#### Dataset records ####
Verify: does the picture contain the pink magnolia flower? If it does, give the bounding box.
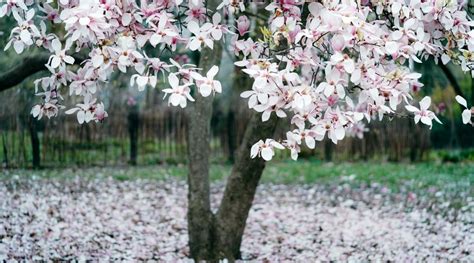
[59,1,110,44]
[187,21,214,51]
[237,15,250,36]
[65,95,104,124]
[162,73,194,108]
[316,66,346,98]
[31,102,61,120]
[455,96,473,125]
[250,139,284,161]
[405,97,442,128]
[48,39,75,69]
[0,0,28,18]
[190,66,222,97]
[4,9,37,54]
[130,74,157,91]
[0,0,473,161]
[149,14,178,47]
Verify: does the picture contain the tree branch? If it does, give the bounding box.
[439,63,465,99]
[215,112,279,260]
[0,53,50,92]
[0,53,84,93]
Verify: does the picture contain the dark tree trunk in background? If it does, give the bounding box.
[2,132,8,168]
[324,139,333,162]
[410,125,421,162]
[128,105,139,166]
[28,116,40,169]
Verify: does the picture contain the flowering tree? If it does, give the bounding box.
[0,0,474,260]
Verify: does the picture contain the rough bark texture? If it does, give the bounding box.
[215,113,279,260]
[226,110,236,163]
[185,1,223,257]
[0,54,50,93]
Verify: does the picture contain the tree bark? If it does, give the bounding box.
[185,1,223,257]
[0,53,85,93]
[226,110,236,163]
[215,113,279,260]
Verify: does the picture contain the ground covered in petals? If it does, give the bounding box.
[0,164,473,261]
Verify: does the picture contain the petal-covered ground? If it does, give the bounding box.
[0,174,472,261]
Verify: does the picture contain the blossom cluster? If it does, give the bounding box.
[1,0,473,161]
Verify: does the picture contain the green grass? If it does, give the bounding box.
[262,160,474,189]
[2,160,473,193]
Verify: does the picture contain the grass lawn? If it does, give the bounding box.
[2,160,473,193]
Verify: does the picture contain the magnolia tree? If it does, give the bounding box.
[1,0,474,260]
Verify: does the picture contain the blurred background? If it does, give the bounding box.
[0,18,473,170]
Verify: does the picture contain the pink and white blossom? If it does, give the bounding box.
[250,139,285,161]
[0,0,473,161]
[405,97,442,128]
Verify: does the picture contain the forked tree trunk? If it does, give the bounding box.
[186,50,279,260]
[188,108,278,261]
[185,1,280,260]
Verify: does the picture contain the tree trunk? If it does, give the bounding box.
[28,116,40,169]
[185,8,223,258]
[185,74,217,260]
[185,1,281,260]
[128,105,139,166]
[226,110,236,163]
[215,113,278,260]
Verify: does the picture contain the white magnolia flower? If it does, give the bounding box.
[162,73,194,108]
[48,39,75,69]
[190,66,222,97]
[131,74,157,91]
[405,97,442,129]
[455,95,473,125]
[65,95,100,124]
[250,139,284,161]
[187,21,214,51]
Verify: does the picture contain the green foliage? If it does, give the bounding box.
[432,149,474,163]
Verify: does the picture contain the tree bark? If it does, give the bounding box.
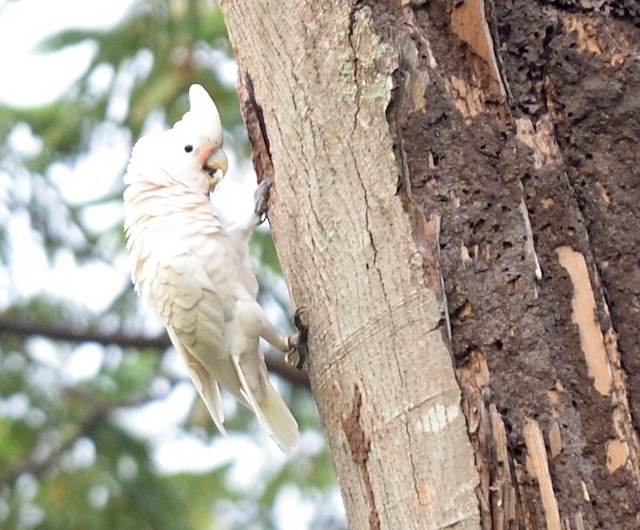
[220,1,640,528]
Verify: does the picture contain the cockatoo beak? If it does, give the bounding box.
[204,148,228,192]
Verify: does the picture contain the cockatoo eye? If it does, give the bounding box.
[184,144,194,153]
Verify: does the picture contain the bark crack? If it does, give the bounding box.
[404,417,423,506]
[238,69,274,179]
[342,384,380,530]
[348,3,362,133]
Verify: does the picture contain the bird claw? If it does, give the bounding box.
[285,307,309,370]
[254,177,273,224]
[284,348,300,369]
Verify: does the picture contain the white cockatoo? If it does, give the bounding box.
[123,84,299,453]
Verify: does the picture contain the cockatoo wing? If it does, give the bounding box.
[166,326,225,433]
[147,245,247,433]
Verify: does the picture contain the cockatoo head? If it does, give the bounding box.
[172,84,228,192]
[126,84,228,195]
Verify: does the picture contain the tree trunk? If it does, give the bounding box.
[219,1,640,528]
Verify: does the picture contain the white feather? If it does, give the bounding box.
[123,84,299,452]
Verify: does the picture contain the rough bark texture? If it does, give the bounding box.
[399,2,640,528]
[221,1,480,528]
[220,0,640,528]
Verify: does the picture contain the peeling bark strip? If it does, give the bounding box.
[449,0,505,99]
[342,385,379,530]
[523,419,561,530]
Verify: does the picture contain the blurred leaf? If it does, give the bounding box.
[251,229,283,276]
[101,350,158,398]
[0,418,38,472]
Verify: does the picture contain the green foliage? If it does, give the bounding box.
[100,350,159,399]
[251,228,283,277]
[0,1,343,529]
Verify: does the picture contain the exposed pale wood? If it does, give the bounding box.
[450,0,505,98]
[523,419,561,530]
[557,247,640,480]
[556,247,612,396]
[603,326,640,480]
[219,1,481,528]
[489,404,515,530]
[549,421,563,459]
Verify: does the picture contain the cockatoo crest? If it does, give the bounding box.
[173,84,223,145]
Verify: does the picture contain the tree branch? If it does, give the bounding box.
[0,315,309,386]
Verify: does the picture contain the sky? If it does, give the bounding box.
[0,0,135,107]
[0,0,138,309]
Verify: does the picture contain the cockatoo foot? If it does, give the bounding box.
[254,177,274,223]
[284,346,299,369]
[285,307,309,369]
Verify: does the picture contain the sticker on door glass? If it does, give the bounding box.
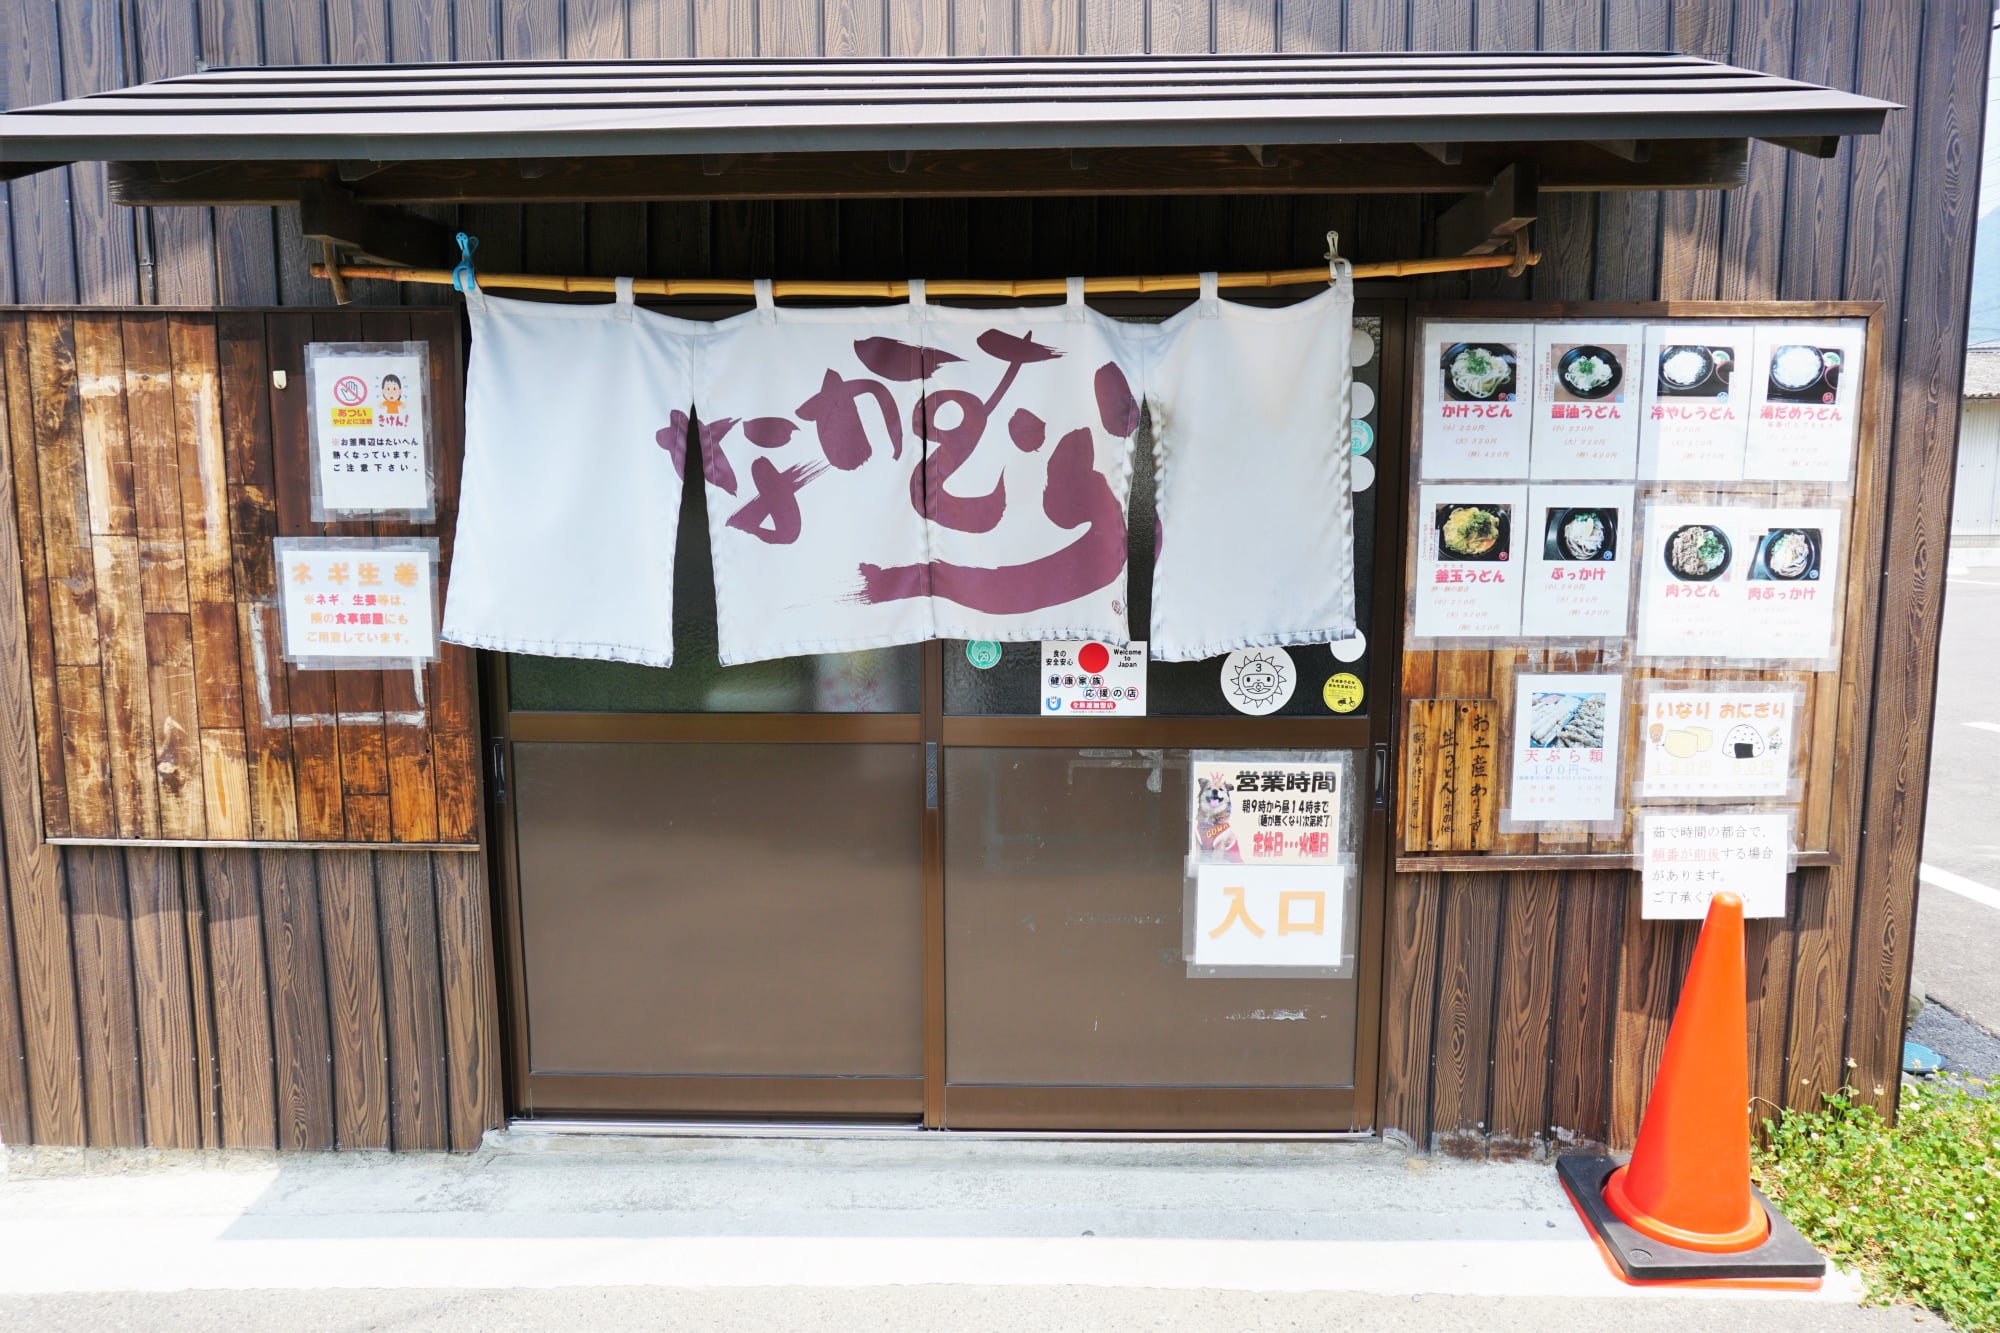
[1220,647,1295,715]
[1041,640,1145,715]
####
### What is needed
Transcribe all of the entries word for word, but skip any pictures they contain.

### Response to the task
Verify: does the picture contain the pink magnolia flower? If it does, give the bounding box.
[59,1,110,44]
[187,21,214,51]
[237,15,250,36]
[65,95,104,124]
[162,73,194,108]
[316,66,346,98]
[31,102,61,120]
[455,96,473,125]
[250,139,284,161]
[405,97,442,128]
[48,39,75,69]
[0,0,28,18]
[190,66,222,97]
[4,9,37,54]
[130,74,157,91]
[0,0,473,161]
[149,14,178,47]
Verify: does the picture contain the tree branch? If it does, give the bounding box.
[439,63,465,99]
[215,112,279,260]
[0,53,50,92]
[0,53,84,93]
Verify: does the picture contain the dark tree trunk in background? If it does, give the bounding box.
[2,132,8,168]
[324,139,333,162]
[410,125,421,162]
[128,105,139,166]
[28,116,40,169]
Verify: does the picture contain the flowering tree? If it does, give the bounding box.
[0,0,474,260]
Verify: does the picture contain the rough bark texture? If it does, give the bounding box.
[215,113,279,260]
[226,110,236,163]
[185,1,223,257]
[0,54,50,93]
Verify: does the picture contain the tree bark? If it does, give the bounding box.
[185,1,223,257]
[0,53,85,93]
[226,110,236,163]
[215,113,279,260]
Verify: does the picture contain the ground covered in petals? If it does, give the bounding box.
[0,164,473,261]
Verify: does the picture contain the petal-covered ground? If it does, give the bounding box.
[0,174,472,261]
Verify: does the picture contain the blossom cluster? If it does, give the bounding box.
[1,0,473,161]
Verify: does the picture contain the green grass? If it does, give the bounding box.
[262,160,474,189]
[2,160,473,193]
Verify: does the picture contain the grass lawn? If it does, give the bounding box.
[2,160,473,193]
Verify: does the picture contain the magnolia tree? If it does, give the bounding box.
[1,0,474,260]
Verify: does the picture contain the blurred background? If it does, give the bounding box.
[0,18,473,170]
Verify: does the picture contain the pink and white blossom? If it does, give the bounding box.
[250,139,285,161]
[0,0,473,161]
[405,97,442,128]
Verify: does the picture contain the forked tree trunk? If it does, give the bounding box.
[186,50,279,260]
[188,108,278,261]
[185,1,280,260]
Verify: does the picture contain the tree trunk? If it does, give the bounding box.
[28,116,40,169]
[185,8,223,258]
[185,74,217,260]
[185,1,281,260]
[128,105,139,166]
[226,110,236,163]
[215,113,278,260]
Verify: does the picture contain the white magnolia flower? If it does, give the bounding box.
[162,73,194,108]
[48,39,75,69]
[190,66,222,97]
[131,74,157,91]
[405,97,442,129]
[455,95,473,125]
[65,95,100,124]
[250,139,284,161]
[187,21,214,51]
Verify: does the picture contain the green foliage? If it does, give the bounding box.
[432,149,474,163]
Verify: does the picture contain the tree bark? If it does, give the bounding box.
[220,1,640,528]
Verify: does the picture contain the cockatoo beak? If it does, give the bounding box.
[204,148,228,192]
Verify: does the picture contain the cockatoo eye? If it does, give the bounding box.
[184,144,194,153]
Verify: does the picture contain the bark crack? If it does, give the bounding box.
[404,417,423,506]
[238,69,274,179]
[342,384,380,530]
[348,3,362,133]
Verify: does the picture contain the bird claw? If it does, give the bounding box.
[285,307,309,370]
[254,177,273,224]
[284,348,300,369]
Verify: does the picture contain the white cockatoo? If it does, give the bounding box.
[123,84,299,453]
Verify: does the picture contain the cockatoo wing? If it does, give the bounding box.
[166,326,225,433]
[147,245,247,433]
Verify: does the picture contain the cockatoo head? If it does, give the bounding box.
[172,84,228,192]
[126,84,228,195]
Verify: does the picture contain the tree trunk? If it does, give the bounding box.
[219,1,640,528]
Verify: does the picture contain the white feather? If it does, give the bounding box.
[123,84,299,452]
Verify: does the picture contain the rough bark texture? If it does, give the bounding box.
[399,2,640,528]
[221,1,480,528]
[220,0,640,528]
Verify: does the picture contain the peeling bark strip? If it does, give the bounding box.
[449,0,505,99]
[342,385,379,530]
[523,419,561,530]
Verify: does the picture contain the blurred leaf? If it does, give the bounding box.
[251,229,283,276]
[101,350,158,398]
[0,418,38,472]
Verify: does the picture contain the green foliage? If it does, give the bounding box.
[100,350,159,399]
[251,228,283,277]
[0,1,343,529]
Verify: does the picture contain the exposed pale wood? If it does, give the bounding box.
[450,0,505,98]
[523,419,561,530]
[557,247,640,480]
[556,247,612,396]
[603,326,640,480]
[219,1,481,528]
[489,404,515,530]
[549,421,563,459]
Verify: does the picture contain the cockatoo crest? If it does, give the bounding box.
[173,84,223,145]
Verify: does the picture contain the tree branch? If it does, give the bounding box.
[0,315,309,386]
Verify: does the picture contain the sky? If it does, give the bounding box.
[0,0,135,107]
[0,0,138,309]
Verify: does the picture contain the cockatoo foot? If it does, give the bounding box.
[254,177,274,223]
[284,346,299,369]
[285,307,309,369]
Verify: does the picture contain the sticker on door glass? If it does, give the bounding box.
[1220,647,1295,715]
[1041,640,1145,715]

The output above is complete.